**Exercise instructions:**
In the records below, find the line containing "Mark one point per instance of the bee's hind"; copy exactly that line and all lines after it to the end, and nothing else.

Records:
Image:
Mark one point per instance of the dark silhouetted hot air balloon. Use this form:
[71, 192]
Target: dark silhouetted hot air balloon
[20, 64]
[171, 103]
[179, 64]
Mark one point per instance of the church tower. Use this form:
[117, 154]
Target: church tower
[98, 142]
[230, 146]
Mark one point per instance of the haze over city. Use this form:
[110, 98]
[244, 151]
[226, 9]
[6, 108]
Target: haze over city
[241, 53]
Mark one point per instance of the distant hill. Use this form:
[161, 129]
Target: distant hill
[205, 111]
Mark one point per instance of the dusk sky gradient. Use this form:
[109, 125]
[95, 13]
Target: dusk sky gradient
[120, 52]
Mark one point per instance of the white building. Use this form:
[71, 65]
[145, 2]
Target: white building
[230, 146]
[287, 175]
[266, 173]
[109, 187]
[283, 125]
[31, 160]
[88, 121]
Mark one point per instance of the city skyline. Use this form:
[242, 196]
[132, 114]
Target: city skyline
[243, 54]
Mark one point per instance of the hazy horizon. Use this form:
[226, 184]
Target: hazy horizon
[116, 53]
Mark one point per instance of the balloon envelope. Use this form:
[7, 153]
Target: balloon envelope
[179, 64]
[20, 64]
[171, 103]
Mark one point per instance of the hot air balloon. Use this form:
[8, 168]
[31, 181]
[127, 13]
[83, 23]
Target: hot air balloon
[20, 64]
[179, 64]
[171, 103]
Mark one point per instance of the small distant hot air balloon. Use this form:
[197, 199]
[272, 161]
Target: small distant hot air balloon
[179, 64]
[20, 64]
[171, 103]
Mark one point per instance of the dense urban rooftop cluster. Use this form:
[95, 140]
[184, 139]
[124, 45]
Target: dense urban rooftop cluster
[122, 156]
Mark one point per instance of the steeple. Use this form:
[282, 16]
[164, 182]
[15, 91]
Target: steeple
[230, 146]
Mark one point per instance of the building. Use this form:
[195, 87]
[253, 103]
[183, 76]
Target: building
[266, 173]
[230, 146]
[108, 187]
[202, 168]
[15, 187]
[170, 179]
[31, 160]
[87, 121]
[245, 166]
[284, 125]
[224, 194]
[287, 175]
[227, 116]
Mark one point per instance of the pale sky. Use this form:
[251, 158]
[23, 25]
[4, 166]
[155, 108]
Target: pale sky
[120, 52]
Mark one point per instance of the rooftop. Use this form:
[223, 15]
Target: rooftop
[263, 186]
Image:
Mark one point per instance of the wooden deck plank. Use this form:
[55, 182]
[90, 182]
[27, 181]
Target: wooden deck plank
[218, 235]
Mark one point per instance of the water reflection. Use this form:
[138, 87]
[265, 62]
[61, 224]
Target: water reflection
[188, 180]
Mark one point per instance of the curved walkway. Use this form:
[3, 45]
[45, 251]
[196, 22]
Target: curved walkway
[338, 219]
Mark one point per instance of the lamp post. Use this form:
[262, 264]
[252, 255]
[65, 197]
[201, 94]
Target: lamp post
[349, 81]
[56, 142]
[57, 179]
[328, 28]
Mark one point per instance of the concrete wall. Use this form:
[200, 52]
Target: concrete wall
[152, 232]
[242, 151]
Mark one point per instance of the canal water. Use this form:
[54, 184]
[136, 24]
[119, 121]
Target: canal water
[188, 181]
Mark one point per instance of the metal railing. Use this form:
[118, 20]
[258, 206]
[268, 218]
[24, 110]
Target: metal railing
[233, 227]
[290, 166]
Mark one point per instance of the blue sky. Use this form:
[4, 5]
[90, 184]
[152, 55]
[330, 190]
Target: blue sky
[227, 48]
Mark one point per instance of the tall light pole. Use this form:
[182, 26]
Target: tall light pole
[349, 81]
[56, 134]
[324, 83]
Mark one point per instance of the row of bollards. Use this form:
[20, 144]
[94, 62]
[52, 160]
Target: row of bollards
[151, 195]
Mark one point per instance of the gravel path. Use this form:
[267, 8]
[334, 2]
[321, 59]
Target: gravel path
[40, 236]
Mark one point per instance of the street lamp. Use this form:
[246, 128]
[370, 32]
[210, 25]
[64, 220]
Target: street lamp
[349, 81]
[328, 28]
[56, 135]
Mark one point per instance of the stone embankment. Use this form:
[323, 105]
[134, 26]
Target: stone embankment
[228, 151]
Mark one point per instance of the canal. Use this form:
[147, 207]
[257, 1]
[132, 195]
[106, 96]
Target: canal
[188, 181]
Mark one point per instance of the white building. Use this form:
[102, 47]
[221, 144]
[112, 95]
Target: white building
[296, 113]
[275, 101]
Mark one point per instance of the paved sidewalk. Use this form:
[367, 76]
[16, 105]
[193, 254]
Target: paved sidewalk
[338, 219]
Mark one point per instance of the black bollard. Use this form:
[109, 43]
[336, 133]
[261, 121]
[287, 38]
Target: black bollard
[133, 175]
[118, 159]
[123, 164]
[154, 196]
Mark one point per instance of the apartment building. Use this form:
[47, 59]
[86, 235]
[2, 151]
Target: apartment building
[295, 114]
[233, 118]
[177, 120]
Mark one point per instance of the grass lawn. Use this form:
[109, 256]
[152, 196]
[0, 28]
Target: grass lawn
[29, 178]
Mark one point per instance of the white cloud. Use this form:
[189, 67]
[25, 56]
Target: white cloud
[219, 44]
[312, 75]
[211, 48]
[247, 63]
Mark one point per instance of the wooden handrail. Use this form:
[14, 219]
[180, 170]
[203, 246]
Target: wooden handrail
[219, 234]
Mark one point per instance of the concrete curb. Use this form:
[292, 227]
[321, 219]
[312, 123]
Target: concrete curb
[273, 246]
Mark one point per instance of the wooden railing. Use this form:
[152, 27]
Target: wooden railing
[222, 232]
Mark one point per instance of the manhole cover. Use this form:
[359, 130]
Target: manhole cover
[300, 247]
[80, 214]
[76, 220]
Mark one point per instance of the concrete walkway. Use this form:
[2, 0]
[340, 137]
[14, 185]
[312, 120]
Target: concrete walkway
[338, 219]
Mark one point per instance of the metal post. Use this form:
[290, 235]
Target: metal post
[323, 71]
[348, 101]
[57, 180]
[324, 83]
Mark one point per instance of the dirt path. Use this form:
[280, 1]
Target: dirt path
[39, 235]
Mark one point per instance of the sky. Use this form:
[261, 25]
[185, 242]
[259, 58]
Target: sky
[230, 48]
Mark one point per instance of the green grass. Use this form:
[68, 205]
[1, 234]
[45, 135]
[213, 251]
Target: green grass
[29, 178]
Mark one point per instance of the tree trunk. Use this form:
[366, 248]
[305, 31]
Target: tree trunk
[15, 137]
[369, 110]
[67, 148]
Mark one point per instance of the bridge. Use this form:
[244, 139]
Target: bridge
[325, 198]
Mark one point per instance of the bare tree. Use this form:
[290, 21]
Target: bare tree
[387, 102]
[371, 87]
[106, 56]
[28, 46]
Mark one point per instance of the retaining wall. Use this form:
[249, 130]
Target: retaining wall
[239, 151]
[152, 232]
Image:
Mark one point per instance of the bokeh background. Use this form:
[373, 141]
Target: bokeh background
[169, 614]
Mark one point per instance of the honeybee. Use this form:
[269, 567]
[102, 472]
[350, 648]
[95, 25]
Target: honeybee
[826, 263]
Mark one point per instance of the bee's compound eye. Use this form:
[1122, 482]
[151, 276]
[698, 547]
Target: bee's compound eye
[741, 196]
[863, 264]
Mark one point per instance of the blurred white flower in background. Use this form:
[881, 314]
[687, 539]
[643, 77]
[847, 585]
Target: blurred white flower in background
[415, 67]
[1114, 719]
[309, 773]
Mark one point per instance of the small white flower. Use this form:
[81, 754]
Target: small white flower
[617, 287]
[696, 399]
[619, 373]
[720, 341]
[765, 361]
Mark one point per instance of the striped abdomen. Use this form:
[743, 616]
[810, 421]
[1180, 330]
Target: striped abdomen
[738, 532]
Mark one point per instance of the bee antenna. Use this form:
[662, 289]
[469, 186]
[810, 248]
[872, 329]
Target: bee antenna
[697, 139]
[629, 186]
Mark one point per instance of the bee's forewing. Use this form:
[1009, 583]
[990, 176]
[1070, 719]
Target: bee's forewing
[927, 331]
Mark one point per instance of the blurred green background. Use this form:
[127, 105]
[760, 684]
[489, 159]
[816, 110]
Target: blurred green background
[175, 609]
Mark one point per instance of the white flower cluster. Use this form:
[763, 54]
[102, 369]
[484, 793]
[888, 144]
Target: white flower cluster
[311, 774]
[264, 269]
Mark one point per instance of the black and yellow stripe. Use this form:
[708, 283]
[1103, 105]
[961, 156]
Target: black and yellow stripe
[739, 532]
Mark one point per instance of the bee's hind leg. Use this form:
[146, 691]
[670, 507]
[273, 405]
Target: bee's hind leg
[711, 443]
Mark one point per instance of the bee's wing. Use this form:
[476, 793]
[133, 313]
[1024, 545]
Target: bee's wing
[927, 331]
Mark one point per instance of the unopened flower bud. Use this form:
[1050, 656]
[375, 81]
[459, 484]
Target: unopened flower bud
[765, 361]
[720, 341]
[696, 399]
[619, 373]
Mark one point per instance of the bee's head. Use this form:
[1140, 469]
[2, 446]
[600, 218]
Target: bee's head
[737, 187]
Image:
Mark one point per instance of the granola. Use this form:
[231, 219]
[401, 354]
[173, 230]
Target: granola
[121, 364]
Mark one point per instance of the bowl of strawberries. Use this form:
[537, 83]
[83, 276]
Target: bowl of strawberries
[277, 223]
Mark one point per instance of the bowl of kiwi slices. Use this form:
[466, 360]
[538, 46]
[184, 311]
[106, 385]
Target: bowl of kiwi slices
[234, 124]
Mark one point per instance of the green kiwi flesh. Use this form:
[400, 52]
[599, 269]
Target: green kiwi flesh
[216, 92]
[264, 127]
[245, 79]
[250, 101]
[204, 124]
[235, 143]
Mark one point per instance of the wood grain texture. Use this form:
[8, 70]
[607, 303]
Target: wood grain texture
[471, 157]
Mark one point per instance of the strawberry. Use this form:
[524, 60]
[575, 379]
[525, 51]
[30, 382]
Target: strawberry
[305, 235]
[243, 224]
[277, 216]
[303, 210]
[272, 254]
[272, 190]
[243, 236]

**Correct answer:**
Mark one point per instance of the bee's hind leg. Use this form:
[146, 691]
[670, 507]
[273, 405]
Target: bee's hind leg
[711, 443]
Mark one point per instance of the bee's wing. Use this form:
[476, 793]
[133, 313]
[1024, 545]
Target: bee's wing
[927, 331]
Mark one point per instance of the unopened flower bud. Use this form:
[1050, 656]
[375, 81]
[459, 484]
Target: unopened flower bud
[765, 361]
[720, 341]
[696, 399]
[619, 373]
Mark one point per instance of the bee's head. Use this form:
[1140, 469]
[2, 446]
[600, 218]
Target: bee's head
[737, 187]
Image:
Mark one point per instance of the granola. Use this form:
[231, 219]
[401, 354]
[173, 230]
Target: granola
[121, 364]
Mark one point per instance of the bowl of strawberries. Use this form:
[537, 83]
[83, 276]
Target: bowl of strawberries
[277, 223]
Mark one point per instance of the bowl of kiwi slices. Use this form:
[466, 360]
[538, 46]
[184, 311]
[106, 385]
Target: bowl of kiwi slices
[234, 124]
Mark one point per instance of the green kiwi flesh. Use this form:
[400, 52]
[599, 269]
Target: green kiwi flesh
[216, 92]
[264, 127]
[245, 79]
[250, 101]
[204, 124]
[235, 143]
Mark one point per instance of the wood grain texture. Use this form:
[8, 70]
[607, 303]
Target: wood grain texture
[471, 157]
Mark one point per instance of the strawberry. Use this form:
[524, 60]
[575, 379]
[525, 51]
[30, 382]
Target: strawberry
[305, 235]
[243, 224]
[277, 216]
[303, 210]
[272, 254]
[272, 190]
[243, 236]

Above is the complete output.